- [INSTRUCTIONS TO FOLLOW]
Count the lines in the material below that contain the string "drop", treating uppercase and lowercase as different. Reply with the number alone.

________________________

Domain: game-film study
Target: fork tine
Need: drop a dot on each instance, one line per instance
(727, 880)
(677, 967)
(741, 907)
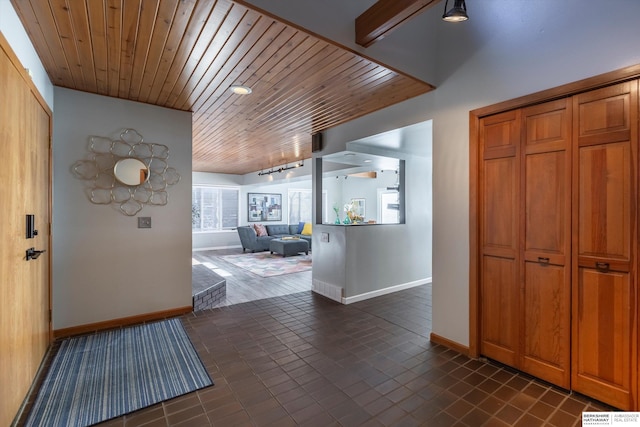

________________________

- [THE RESULT]
1